Written problem 1: From the records below, pick out each line that contains the string "tire".

Page:
SkillHub

hwp-reader

v1.0.0

提取并分析韩文HWP/HWPX文档中的文本、表格、图像及元数据,支持新旧格式。

Sourced from ClawHub, Authored by mupengi-bot

Installation

Please help me install the skill `hwp-reader` from SkillHub official store. npx skills add mupengi-bot/hwp-reader

🐧 HWP Reader — Read & Analyze Korean HWP/HWPX Documents

Author: 무펭이 🐧 | v1.0.0

Description

Read and extract text content from Korean HWP (한글) and HWPX files. Supports both legacy HWP format (via pyhwp) and modern HWPX format (ZIP-based XML).

When to Use

  • User asks to read/analyze a .hwp or .hwpx file
  • Government support application forms (정부지원사업 신청서)
  • Any Korean document in Hangul Word Processor format

How It Works

HWP Files (Legacy Format)

python3 -c "
from hwp5.hwp5txt import main
import sys
sys.argv = ['hwp5txt', 'FILE_PATH']
main()
"

HWPX Files (Modern XML Format)

python3 -c "
import zipfile
z = zipfile.ZipFile('FILE_PATH')

# Quick preview text
if 'Preview/PrvText.txt' in z.namelist():
    print(z.read('Preview/PrvText.txt').decode('utf-8'))

# Full content from section XMLs
import xml.etree.ElementTree as ET
for name in sorted(z.namelist()):
    if name.startswith('Contents/section') and name.endswith('.xml'):
        root = ET.fromstring(z.read(name))
        for elem in root.iter():
            if elem.text and elem.text.strip():
                print(elem.text.strip())
"

Capabilities

Feature HWP HWPX
Text extraction ✅ pyhwp ✅ ZIP+XML
Table detection ⚠️ <표> markers ✅ XML tags
Image extraction ✅ from BinData/
Metadata ✅ via hwp5 ✅ from version.xml

Dependencies

  • pyhwp (pip install pyhwp) — installed at /Users/mupeng/Library/Python/3.9/lib/python/site-packages/hwp5/
  • Python 3.9+ — standard library zipfile, xml.etree.ElementTree

Limitations

  • HWP text extraction loses table structure (shows <표> placeholder)
  • HWPX Preview/PrvText.txt is truncated to ~1KB; use section XMLs for full content
  • Complex formatting (colors, fonts, page layout) not preserved in text mode
  • Encrypted/password-protected HWP files not supported

Usage Examples

Read a government application form

"이 HWP 파일 읽어줘: /path/to/신청서.hwp"
→ Extract text → Analyze structure → Summarize sections

Compare two versions

"v1.hwp와 v2.hwp 차이점 분석해줘"
→ Extract both → Diff content → Report changes

Fill in a template

"이 양식에 우리 사업 내용 채워줘"
→ Read template → Identify blanks → Generate content suggestions

🐧 무펭이 — Making Korean documents accessible to AI agents

Written problem 2: Transcribe the passage of the HWP Reader page above, starting at "# Quick preview" and ending at "root = ET.fromstring(z.read(name))".

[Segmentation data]
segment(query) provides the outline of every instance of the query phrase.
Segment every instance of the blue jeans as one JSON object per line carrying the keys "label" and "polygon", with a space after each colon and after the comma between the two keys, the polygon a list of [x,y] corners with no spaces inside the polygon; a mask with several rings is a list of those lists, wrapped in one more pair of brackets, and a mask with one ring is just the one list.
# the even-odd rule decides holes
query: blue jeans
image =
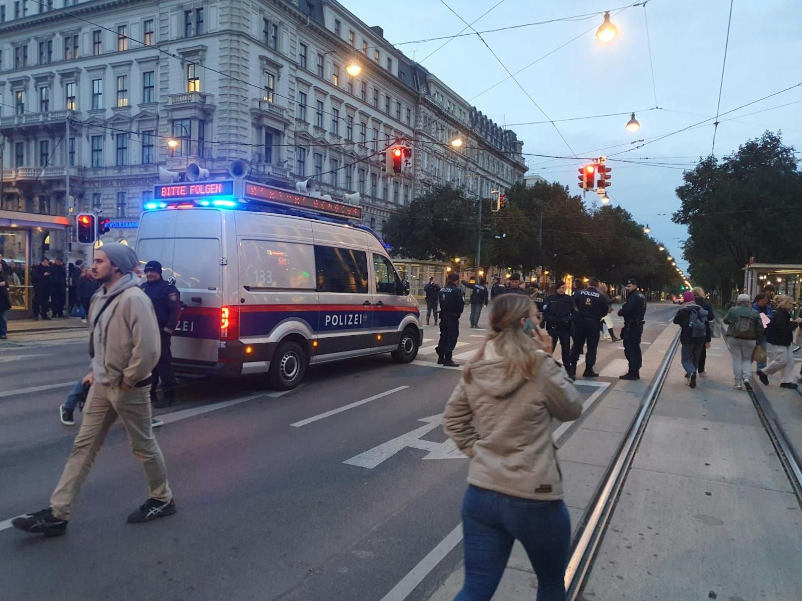
{"label": "blue jeans", "polygon": [[537,601],[565,601],[571,518],[562,501],[532,501],[469,485],[462,504],[465,583],[454,601],[484,601],[520,540],[537,575]]}
{"label": "blue jeans", "polygon": [[70,393],[67,395],[67,402],[64,403],[64,409],[68,411],[75,411],[75,407],[78,406],[78,401],[80,400],[79,397],[83,391],[83,382],[79,380],[75,382],[75,385],[72,387]]}

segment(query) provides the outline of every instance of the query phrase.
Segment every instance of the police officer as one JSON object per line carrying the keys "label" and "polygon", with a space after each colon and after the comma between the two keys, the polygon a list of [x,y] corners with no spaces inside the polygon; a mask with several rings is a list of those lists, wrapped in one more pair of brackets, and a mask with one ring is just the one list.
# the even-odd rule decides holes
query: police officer
{"label": "police officer", "polygon": [[549,296],[543,305],[543,317],[546,322],[546,332],[552,337],[552,353],[557,349],[557,341],[560,341],[562,365],[566,369],[571,367],[571,325],[576,313],[573,298],[565,294],[565,282],[557,282],[557,294]]}
{"label": "police officer", "polygon": [[462,280],[462,285],[466,288],[471,288],[473,292],[471,292],[471,327],[478,328],[479,327],[479,318],[482,315],[482,306],[488,306],[488,302],[489,301],[488,298],[488,285],[487,281],[483,277],[480,279],[479,284],[471,284],[470,282]]}
{"label": "police officer", "polygon": [[452,361],[452,353],[456,346],[456,339],[460,336],[460,316],[465,309],[465,297],[462,290],[456,285],[460,276],[456,273],[448,274],[448,281],[440,288],[439,292],[440,300],[440,340],[437,343],[437,362],[448,367],[456,367],[457,364]]}
{"label": "police officer", "polygon": [[429,283],[423,286],[423,292],[426,293],[426,325],[429,325],[429,317],[431,313],[435,313],[435,325],[437,325],[437,293],[440,291],[440,287],[435,282],[434,277],[429,278]]}
{"label": "police officer", "polygon": [[643,334],[643,317],[646,314],[646,299],[638,290],[638,282],[632,278],[626,280],[626,302],[618,309],[618,316],[624,318],[624,329],[621,337],[624,341],[624,354],[630,362],[630,370],[622,380],[641,379],[641,336]]}
{"label": "police officer", "polygon": [[[151,402],[157,409],[167,407],[176,400],[176,377],[172,373],[172,355],[170,353],[170,338],[178,325],[178,317],[181,311],[181,295],[178,288],[161,277],[161,264],[148,261],[143,270],[148,281],[142,284],[142,289],[153,303],[156,319],[159,323],[161,334],[161,356],[153,369],[151,381]],[[156,385],[161,381],[164,397],[159,401],[156,393]]]}
{"label": "police officer", "polygon": [[583,377],[597,377],[593,371],[596,365],[596,349],[599,345],[602,320],[607,314],[607,296],[597,289],[599,280],[595,277],[588,280],[588,286],[574,294],[577,304],[577,318],[573,327],[573,348],[571,349],[572,377],[577,377],[577,361],[585,343],[588,344],[585,353],[585,373]]}

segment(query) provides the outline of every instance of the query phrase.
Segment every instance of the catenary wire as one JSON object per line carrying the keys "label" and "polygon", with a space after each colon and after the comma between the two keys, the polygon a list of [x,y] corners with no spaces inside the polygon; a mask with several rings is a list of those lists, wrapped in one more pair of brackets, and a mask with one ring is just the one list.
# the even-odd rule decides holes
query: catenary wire
{"label": "catenary wire", "polygon": [[715,106],[715,123],[713,123],[713,145],[711,147],[710,154],[714,155],[715,151],[715,134],[719,131],[719,111],[721,109],[721,91],[724,87],[724,68],[727,67],[727,49],[730,46],[730,26],[732,25],[732,5],[735,0],[730,0],[730,16],[727,20],[727,38],[724,40],[724,59],[721,63],[721,82],[719,83],[719,102]]}

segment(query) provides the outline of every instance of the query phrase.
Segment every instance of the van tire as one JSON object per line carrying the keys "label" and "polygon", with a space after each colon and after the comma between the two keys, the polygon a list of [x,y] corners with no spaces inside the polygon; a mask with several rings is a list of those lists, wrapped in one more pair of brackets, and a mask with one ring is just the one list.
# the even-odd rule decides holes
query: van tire
{"label": "van tire", "polygon": [[418,356],[420,341],[418,340],[418,332],[414,328],[407,328],[401,333],[397,350],[390,354],[397,363],[411,363]]}
{"label": "van tire", "polygon": [[292,390],[303,381],[309,356],[298,342],[286,341],[276,349],[268,381],[276,390]]}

Final answer 1:
Segment every instance of the van tire as one JSON object per line carrying the keys "label" and "polygon", with a space after each colon and after the comma between the two keys, the polygon a list of [x,y] corners with no spaces inside the polygon; a mask with several rings is a list of those lists, wrapped in one more pair of brackets, and a mask with one ring is just the one list.
query: van tire
{"label": "van tire", "polygon": [[418,356],[420,341],[418,340],[418,332],[414,328],[407,328],[401,333],[397,350],[390,354],[397,363],[411,363]]}
{"label": "van tire", "polygon": [[292,390],[303,381],[309,356],[298,342],[286,341],[276,349],[268,381],[276,390]]}

Final answer 2:
# Quick preview text
if 'Preview/PrvText.txt' in z.namelist():
    print(z.read('Preview/PrvText.txt').decode('utf-8'))

# Full content from section XMLs
import xml.etree.ElementTree as ET
for name in sorted(z.namelist()):
    if name.startswith('Contents/section') and name.endswith('.xml'):
        root = ET.fromstring(z.read(name))